◆ TEXT EXCERPT:
How I Helped Create Hollywood Blockbusters While Making $Millions Selling a $300 iPhone App

($300 for this?!)

($300 for this?!)

Warren Buffett says “price is what you pay, value is what you get”

But would you pay $300 for an iPhone app?

Jessica Livingston and Paul Graham are famous in the tech world. They were the first people  to start a tech “incubator” where investors put money into a lot of different startups at once and advise them through the early years. Today their incubator is worth an estimated $500MM and has produced companies like Reddit, Airbnb, Survey Monkey, Heroku and Dropbox.

Paul also writes about startups and has a famous drawing he loves to shares with founders:

(small group of very urgent users)

(small group of very urgent users)

Finding small groups of users who urgently want or need a product to solve their problem is more important than making something that seems useful to a lot of people, but isn’t.

Microsoft started with a small group of customers urgently demanding their product (an Altair BASIC interpreter), Facebook started the same way, &c. Because once you have traction with those users, you may be able to scale, as Google did. His drawing points out that although it is tempting to think a site like a social network for pets sounds like a good idea, it is better to solve problems for a small group that throw “things” at large groups of people that won’t use them (Pet social networking).

(this sign is in 3D in the hills above LA)

(a 3D sign in the hills above LA)

2010 was the age of 3D, remember? No one could get enough. It was everywhere and our company went public that summer, at the height of the fervor.

I flew to New York for some business meetings and to attend an outdoor screening of “Monsters vs Aliens 3D” in the new Brooklyn Bridge Park. I did a deal so our technology would be used in the first outdoor 3D movie screening of its type. 1,000 people were expected, 5,000 showed up including the mayor who gave a little “I like 3D, this is awesome” speech.

(unfortunately he wasn't there)

(unfortunately he wasn’t there)

Then I went to Tribeca Film Center and did a deal with Robert De Niro’s team. Everyone at TFC became my friends, as did 1/2 the studio and post production world in New York. And the New York Technical Institute, Brooklyn Academy of Music and all the screening rooms, even the private ones of famous directors and producers.  And I got to know everyone at SoHo House and did a deal for their screening room, too, so I’d be at SoHo every time I went to NY seeing all the famous people do the things they do.

I was hustling deals with every studio or production company I could find, and got the same feedback: 3D is hard to make. We need it to be easier. Our screening rooms need to show good content.

But did you ever stop to ask why 3D came back so strongly? It’s a very hard medium to work in, to film in, and to produce/post produce.

Shooting live 3D (like “Gravity” or “Avatar” or “Hugo”) is more expensive and time consuming. Using two cameras simultaneously is aggravating.

(it was powerful and saved $$$)

(powerful, interactive & solved a huge problem)

Companies were raising huge amounts of money to provide a 3D production service where they’d send vans full of engineers to sets and “assist” shooting. But they’d wing it. Most of the work still happened in post production and these vanloads of engineers would charge $hundredKs.

The public didn’t know and didn’t care about the difficulties. All everyone knew was 3D is huge and “the future.” We checked our stock price in the cab to the airport – $18 – $20 – $21 – it went up and we counted our money (even though we were locked up for 6 months).

◆ WHAT YOU NEED TO DO:
List the companies that the blog post says the incubator has produced. The listing after this point is separate material, unrelated to the blog post.

◆ RECORDED DATA:
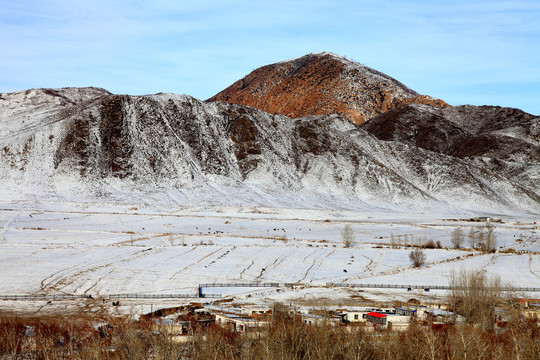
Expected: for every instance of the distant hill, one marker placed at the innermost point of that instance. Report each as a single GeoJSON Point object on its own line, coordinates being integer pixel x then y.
{"type": "Point", "coordinates": [85, 144]}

◆ TASK OUTPUT:
Reddit, Airbnb, Survey Monkey, Heroku, Dropbox